*** Data listing

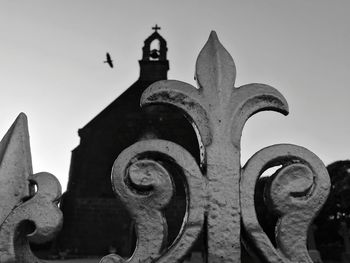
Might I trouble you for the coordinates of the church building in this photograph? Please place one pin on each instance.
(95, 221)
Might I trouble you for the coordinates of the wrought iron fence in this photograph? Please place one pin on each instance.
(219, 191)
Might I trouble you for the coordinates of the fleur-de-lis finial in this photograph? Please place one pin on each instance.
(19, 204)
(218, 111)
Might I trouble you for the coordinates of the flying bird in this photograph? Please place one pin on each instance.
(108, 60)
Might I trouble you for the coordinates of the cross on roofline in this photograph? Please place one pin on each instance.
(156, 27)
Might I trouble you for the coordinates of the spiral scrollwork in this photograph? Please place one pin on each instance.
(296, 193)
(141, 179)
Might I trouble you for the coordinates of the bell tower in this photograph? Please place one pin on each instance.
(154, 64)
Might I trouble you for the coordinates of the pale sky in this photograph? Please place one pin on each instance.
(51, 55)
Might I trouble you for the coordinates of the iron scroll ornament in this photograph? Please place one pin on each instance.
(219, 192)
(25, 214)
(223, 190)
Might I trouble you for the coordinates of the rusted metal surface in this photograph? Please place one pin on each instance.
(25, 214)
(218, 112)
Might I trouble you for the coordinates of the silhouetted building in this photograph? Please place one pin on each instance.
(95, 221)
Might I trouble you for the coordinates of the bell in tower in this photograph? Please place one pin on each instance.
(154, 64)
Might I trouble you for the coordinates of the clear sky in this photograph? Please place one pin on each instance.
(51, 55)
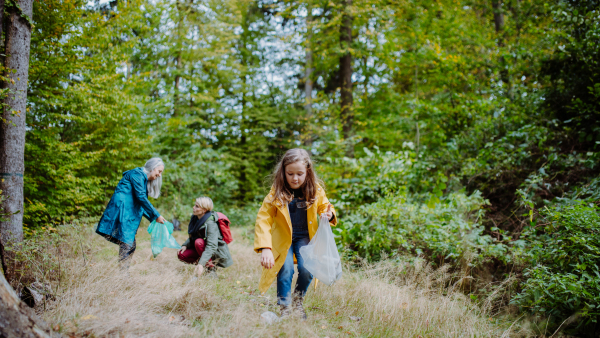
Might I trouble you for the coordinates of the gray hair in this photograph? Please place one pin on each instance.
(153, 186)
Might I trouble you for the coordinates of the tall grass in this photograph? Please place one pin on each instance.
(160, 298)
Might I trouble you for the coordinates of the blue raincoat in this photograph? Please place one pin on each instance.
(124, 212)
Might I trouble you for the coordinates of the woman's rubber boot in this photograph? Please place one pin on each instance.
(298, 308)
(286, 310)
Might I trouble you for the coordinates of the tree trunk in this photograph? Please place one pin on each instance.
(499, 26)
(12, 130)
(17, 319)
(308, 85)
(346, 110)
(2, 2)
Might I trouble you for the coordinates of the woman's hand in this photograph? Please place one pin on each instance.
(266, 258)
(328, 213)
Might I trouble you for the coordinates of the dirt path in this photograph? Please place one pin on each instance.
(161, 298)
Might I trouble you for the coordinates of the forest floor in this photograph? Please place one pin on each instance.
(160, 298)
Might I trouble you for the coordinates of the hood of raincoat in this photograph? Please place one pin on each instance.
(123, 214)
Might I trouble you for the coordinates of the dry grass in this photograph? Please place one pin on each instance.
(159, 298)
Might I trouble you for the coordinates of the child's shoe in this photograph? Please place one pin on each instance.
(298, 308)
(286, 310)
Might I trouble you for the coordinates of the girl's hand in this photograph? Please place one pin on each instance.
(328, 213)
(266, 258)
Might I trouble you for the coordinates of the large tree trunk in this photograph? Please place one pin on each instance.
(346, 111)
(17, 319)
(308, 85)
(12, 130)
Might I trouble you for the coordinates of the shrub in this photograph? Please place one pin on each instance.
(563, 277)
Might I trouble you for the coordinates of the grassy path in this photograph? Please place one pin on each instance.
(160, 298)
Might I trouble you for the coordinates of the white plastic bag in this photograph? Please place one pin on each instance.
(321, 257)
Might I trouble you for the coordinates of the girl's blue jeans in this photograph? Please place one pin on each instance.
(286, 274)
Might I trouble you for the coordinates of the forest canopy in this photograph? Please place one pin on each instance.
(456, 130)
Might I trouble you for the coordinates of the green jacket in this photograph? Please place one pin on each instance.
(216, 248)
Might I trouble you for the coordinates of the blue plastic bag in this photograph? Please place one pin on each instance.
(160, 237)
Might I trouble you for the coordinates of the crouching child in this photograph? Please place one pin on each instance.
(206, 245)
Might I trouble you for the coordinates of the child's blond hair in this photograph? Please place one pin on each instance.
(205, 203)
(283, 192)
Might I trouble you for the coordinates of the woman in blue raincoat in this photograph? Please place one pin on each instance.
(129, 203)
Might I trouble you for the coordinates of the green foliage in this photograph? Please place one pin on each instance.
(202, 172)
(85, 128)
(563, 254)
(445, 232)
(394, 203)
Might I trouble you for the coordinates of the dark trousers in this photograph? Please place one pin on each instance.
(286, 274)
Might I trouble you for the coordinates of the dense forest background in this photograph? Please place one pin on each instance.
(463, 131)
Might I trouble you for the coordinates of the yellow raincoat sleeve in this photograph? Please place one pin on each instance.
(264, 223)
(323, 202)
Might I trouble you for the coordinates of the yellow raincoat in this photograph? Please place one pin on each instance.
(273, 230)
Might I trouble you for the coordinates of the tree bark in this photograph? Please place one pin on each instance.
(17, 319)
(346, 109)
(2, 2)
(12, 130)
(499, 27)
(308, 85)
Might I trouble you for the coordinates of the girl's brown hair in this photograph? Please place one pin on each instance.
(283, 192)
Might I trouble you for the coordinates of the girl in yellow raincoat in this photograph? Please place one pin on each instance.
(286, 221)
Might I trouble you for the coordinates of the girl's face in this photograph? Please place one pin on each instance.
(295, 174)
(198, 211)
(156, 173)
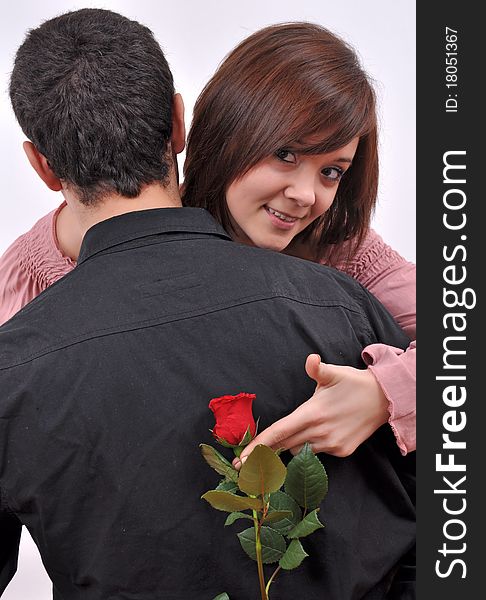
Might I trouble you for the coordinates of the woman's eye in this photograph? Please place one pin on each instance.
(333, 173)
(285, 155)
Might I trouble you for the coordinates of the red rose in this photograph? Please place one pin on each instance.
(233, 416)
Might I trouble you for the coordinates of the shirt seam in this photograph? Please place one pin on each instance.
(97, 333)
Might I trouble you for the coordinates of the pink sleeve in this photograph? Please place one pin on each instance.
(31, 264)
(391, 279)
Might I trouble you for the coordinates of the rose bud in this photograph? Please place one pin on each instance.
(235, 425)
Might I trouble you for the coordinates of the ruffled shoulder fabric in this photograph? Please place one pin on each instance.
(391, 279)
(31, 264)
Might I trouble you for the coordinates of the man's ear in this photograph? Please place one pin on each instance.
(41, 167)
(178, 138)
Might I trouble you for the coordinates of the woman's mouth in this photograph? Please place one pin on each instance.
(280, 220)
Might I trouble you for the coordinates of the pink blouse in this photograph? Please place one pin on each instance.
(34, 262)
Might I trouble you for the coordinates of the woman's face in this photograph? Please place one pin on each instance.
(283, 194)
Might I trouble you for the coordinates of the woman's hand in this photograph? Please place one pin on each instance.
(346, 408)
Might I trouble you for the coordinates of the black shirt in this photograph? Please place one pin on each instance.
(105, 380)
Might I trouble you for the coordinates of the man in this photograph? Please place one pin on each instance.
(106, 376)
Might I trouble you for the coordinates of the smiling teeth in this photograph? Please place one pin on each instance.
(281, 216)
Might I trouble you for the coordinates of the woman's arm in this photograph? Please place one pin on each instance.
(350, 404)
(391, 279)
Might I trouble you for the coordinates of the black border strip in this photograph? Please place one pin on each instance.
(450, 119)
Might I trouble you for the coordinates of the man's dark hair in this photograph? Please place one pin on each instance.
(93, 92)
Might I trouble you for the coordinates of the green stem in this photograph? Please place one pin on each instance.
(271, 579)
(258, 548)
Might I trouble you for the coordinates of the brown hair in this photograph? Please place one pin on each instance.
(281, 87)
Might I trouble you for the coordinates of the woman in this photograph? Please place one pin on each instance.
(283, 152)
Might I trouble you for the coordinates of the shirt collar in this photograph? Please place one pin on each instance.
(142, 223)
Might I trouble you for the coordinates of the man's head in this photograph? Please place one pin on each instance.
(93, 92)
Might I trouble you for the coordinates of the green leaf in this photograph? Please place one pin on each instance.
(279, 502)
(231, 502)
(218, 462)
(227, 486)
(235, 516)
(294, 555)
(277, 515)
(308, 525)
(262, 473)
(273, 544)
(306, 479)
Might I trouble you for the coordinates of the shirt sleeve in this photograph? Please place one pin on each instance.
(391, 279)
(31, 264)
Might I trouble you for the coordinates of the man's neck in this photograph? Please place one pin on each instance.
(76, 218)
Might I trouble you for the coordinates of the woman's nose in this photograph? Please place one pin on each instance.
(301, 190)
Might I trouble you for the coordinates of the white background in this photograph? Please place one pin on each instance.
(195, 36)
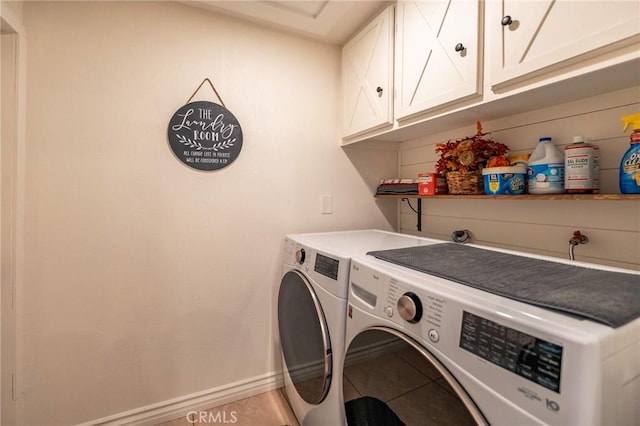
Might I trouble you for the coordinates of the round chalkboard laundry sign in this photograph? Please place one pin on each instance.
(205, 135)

******

Starting at the line containing "Might I trouble you for the coordinates of the woman's nose" and ending at the end of the material, reproduce every line with the requests included, multiplying each coordinate in the answers by 2.3 and rounding to whole numbers with halves rounded up. Omit the picture placeholders from the output.

**Answer in full**
Might I trouble you for the coordinates of the woman's nose in this photograph? Please place one pin on each instance.
(692, 437)
Might I trouble you for the coordinates of the white background in this photograph? Please place one pin on each instance.
(449, 83)
Might I trouble you for the coordinates of the round chalkboard laundry sign in this photograph? Please place one pin on each instance.
(472, 311)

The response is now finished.